*Consignes*:
• A. D'après le texte sur le film Sunday Too Far Away, combien de temps dura la grève des tondeurs en Australie en 1955 ?
• B. Reprenez le texte sur le film Sunday Too Far Away et prolongez-le à la suite de sa dernière phrase.

31 mai 2022

Sunday Too Far Away

De la bière, de la sueur, et... de la laine de mouton. C'est tout le programme de Sunday Too Far Away, un film réalisé par Ken Hannam en 1975 qui nous propose de suivre une bande de tondeurs engagés pour la tonte longue de plusieurs semaines d'un de ces gigantesques troupeaux de l'outback australien. L'action se déroule vingt ans plus tôt, en 1955, afin de coller à la petite histoire : cette année-là fut en effet marquée en Australie par une grève des tondeurs de pas moins de 9 mois suite à une décision défavorable à leurs revenus. Les enjeux étaient importants pour nos amis tondeurs dans ce pays où l'on compte les brebis par dizaines et dizaines de millions mais, comme l'indiquent les quelques mots de conclusion : "It wasn't the money so much. It was the bloody insult". Le mouvement de grève porta ses fruits nous informe ce carton final et le film, notamment par cette formule effrontée, épouse l'esprit revêche des personnalités en présence. Ken Hannam s'amuse, et nous amuse, du caractère intraitable des tondeurs, de leur esprit de corps, malgré les petites rivalités et ces étincelles qui auront, tout le long, ponctué le film. Bien que nous soyons en 1955, le décalage temporel est totalement invisible tant l'action paraît saisie sur le vif. La caméra du cinéaste colle aux mocassins crados des tondeurs, nous place par-dessus leurs épaules dégoulinantes, entre leurs mains laborieuses, au ras du sol poussiéreux, la tronche dans les toisons qui s'enchaînent. Nous pouvons presque sentir la chaleur moite et l'odeur caractéristique de la bergerie où se déroule principalement le film.

*Entrées fournies*:

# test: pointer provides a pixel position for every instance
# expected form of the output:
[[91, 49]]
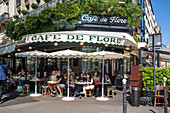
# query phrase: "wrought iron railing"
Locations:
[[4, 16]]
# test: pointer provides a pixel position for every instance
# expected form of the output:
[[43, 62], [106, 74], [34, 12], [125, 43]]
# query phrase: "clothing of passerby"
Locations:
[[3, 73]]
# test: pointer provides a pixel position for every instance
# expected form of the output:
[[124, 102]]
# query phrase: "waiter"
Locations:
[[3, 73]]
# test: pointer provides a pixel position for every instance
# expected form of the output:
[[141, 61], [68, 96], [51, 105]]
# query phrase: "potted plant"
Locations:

--

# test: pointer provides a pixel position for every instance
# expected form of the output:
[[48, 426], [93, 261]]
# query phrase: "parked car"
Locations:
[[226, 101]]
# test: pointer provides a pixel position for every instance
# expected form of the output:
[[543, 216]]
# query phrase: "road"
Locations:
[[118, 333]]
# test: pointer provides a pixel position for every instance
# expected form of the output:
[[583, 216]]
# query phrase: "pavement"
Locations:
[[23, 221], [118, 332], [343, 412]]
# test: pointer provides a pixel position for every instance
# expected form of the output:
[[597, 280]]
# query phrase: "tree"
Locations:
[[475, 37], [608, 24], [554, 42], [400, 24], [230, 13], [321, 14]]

* * *

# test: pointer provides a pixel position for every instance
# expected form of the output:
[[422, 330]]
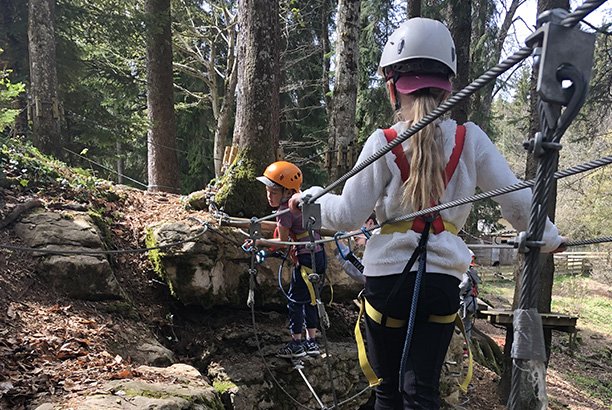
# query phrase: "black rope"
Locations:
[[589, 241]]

*Résultats*:
• A. Elle dura neuf mois.

• B.
Sunday Too Far Away, dont le titre est emprunté à la complainte d'une femme de tondeur*, a un fort aspect documentaire, très captivant, donnant l'impression que tout se passe au moment d'un tournage où l'objectif était de capturer la réalité du travail des tondeurs. L'intrigue, qu'il est inutile d'essayer de résumer, compte fort peu. Une paire de scènes, comme l'impressionnant accident de voiture d'introduction – très inutile en dehors de sa faculté à saisir le spectateur dès les premiers instants – ou le semblant de romance amorcé avec la jeune fille du proprio de la ferme – loin d'être assez étoffé pour intéresser un brin – semblent indiquer que le cinéaste n'a pas pu faire exactement ce qu'il voulait au moment du montage. Mais ce n'est pas très grave, le film, assez court, au rythme prenant, vaut le coup d'œil. Ken Hannam y dépeint également une petite galerie de personnages sympathiques, plutôt rigolos dans leur rivalité somme toute très frivole et typiquement masculine, souvent tournée en dérision, parfois touchants quand on prend en pleine figure toute la tristesse de leur misérable existence.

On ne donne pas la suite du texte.